● YOUR GOAL: Print each entry in full, word for word, with no pictures in the result.

● DATASET CONTENT:
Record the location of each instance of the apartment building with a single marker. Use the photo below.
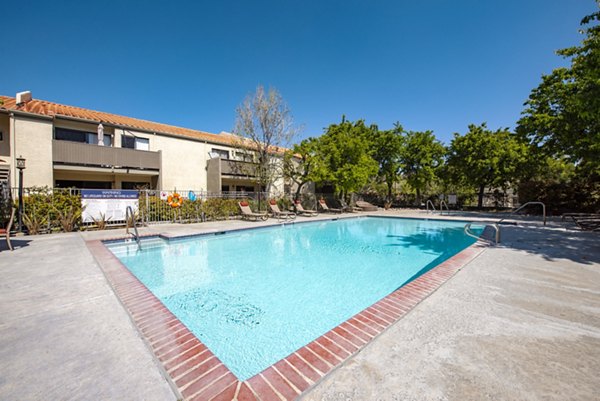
(67, 146)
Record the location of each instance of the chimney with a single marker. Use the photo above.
(23, 97)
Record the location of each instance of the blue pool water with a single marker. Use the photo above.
(255, 296)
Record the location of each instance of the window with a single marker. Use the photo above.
(223, 154)
(65, 134)
(134, 142)
(83, 184)
(243, 156)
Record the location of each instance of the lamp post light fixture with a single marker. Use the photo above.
(21, 167)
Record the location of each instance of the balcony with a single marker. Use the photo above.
(218, 168)
(82, 154)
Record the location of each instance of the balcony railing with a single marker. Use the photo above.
(238, 168)
(66, 152)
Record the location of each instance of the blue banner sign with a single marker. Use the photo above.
(109, 194)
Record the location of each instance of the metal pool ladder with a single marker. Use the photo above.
(130, 215)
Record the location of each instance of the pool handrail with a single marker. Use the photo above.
(496, 227)
(442, 204)
(523, 206)
(429, 202)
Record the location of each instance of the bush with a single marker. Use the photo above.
(45, 209)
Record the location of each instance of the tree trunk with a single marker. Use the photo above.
(480, 196)
(297, 195)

● REPLY TO THE TASK:
Record the location of each instance of the apartment building with a single marker. Use the photo below.
(67, 146)
Record the location of each instance of the chimney with a single marker. Use the photo above.
(23, 97)
Record the location of each instance of the blue pool water with a single marker. Use the photo above.
(255, 296)
Record the location of each instance of the window with a single marker. Use the photo above.
(223, 154)
(65, 134)
(134, 142)
(83, 184)
(243, 156)
Record the location of each instance of the lamp post light fixture with a single marker. Use the photo above.
(21, 167)
Record the location of each instance of the balcony with a single marker. Use the photo above.
(218, 168)
(82, 154)
Record the location of each instance of the balcony railing with a single marker. Use the photo above.
(238, 168)
(66, 152)
Record the location of each instance of the blue banner sign with a single marker. Use the photo above.
(109, 194)
Record the location of each instance of the metal pool ladder with a single marker. Use the photo above.
(130, 215)
Record the location of each instance of the pool handrail with a single marker. Use the photo above.
(496, 227)
(442, 204)
(523, 206)
(429, 202)
Record the location of each instance of the bush with a single marker. Use the photo above.
(45, 209)
Record the location of each instance of the tree trunk with a single marker. Use the photo above.
(480, 196)
(297, 195)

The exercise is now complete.